(Box-labeled dataset extracts)
◆ ◆ ◆ ◆ ◆ ◆ ◆

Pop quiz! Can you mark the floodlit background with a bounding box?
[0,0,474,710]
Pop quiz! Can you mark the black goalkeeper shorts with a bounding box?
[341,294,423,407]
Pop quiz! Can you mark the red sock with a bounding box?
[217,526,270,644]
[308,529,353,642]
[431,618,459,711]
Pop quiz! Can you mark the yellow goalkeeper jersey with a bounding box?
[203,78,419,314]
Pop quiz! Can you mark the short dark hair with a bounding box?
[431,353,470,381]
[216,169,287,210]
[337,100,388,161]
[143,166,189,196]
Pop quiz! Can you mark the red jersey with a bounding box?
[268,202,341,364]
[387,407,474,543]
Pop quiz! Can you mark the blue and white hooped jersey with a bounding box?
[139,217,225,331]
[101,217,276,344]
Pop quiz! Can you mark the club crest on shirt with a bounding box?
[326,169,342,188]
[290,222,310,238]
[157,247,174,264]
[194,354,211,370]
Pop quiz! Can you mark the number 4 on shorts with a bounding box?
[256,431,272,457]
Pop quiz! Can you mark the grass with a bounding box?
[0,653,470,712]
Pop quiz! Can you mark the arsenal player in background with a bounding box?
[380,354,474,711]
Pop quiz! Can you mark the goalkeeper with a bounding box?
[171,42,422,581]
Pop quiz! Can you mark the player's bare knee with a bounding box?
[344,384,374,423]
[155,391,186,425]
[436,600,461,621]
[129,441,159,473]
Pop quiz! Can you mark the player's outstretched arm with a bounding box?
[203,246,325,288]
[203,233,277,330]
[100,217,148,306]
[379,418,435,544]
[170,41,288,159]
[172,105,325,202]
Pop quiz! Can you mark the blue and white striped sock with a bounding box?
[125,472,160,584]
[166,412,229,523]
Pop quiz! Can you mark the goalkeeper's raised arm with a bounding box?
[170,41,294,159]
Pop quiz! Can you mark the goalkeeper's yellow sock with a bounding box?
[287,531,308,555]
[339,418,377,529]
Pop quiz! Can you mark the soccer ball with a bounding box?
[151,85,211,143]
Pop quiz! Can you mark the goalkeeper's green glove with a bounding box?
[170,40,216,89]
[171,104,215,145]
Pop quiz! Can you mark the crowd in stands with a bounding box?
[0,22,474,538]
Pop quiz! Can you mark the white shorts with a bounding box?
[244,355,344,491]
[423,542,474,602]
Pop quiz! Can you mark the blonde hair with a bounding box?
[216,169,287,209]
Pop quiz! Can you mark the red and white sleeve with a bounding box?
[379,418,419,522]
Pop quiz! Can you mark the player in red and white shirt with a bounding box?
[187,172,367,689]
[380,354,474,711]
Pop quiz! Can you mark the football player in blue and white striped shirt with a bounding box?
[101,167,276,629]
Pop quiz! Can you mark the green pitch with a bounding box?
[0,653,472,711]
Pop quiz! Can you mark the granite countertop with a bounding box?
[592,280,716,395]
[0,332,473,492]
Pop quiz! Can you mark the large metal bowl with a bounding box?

◆ ◆ ◆ ◆ ◆ ◆ ◆

> [EXERCISE AIM] Present the lines of the records above as a Markdown table with columns Row and Line, starting with the line containing "Pop quiz! Can you mark the blue and white hooped" and going on through the line containing "[171,42,422,581]". Number each row and omit blank lines.

> [REPLY]
| Row | Line |
|---|---|
| 1 | Pop quiz! Can you mark the blue and white hooped jersey with a bounding box? |
| 2 | [139,217,225,331] |
| 3 | [101,217,276,344] |
| 4 | Pop quiz! Can you mark the club crest on shirt with a bounding box? |
| 5 | [326,169,342,188] |
| 6 | [290,222,310,238] |
| 7 | [157,247,174,264] |
| 8 | [194,354,211,370] |
| 9 | Pop quiz! Can you mark the number 4 on shorts with a bounding box? |
| 10 | [256,431,272,457] |
| 11 | Pop quiz! Can you mark the grass with a bounding box? |
| 12 | [0,653,470,712] |
| 13 | Pop quiz! Can you mark the arsenal player in background with a bounding box? |
| 14 | [380,354,474,711] |
| 15 | Pop quiz! Can you mark the goalkeeper with a bounding box? |
| 16 | [171,42,422,581] |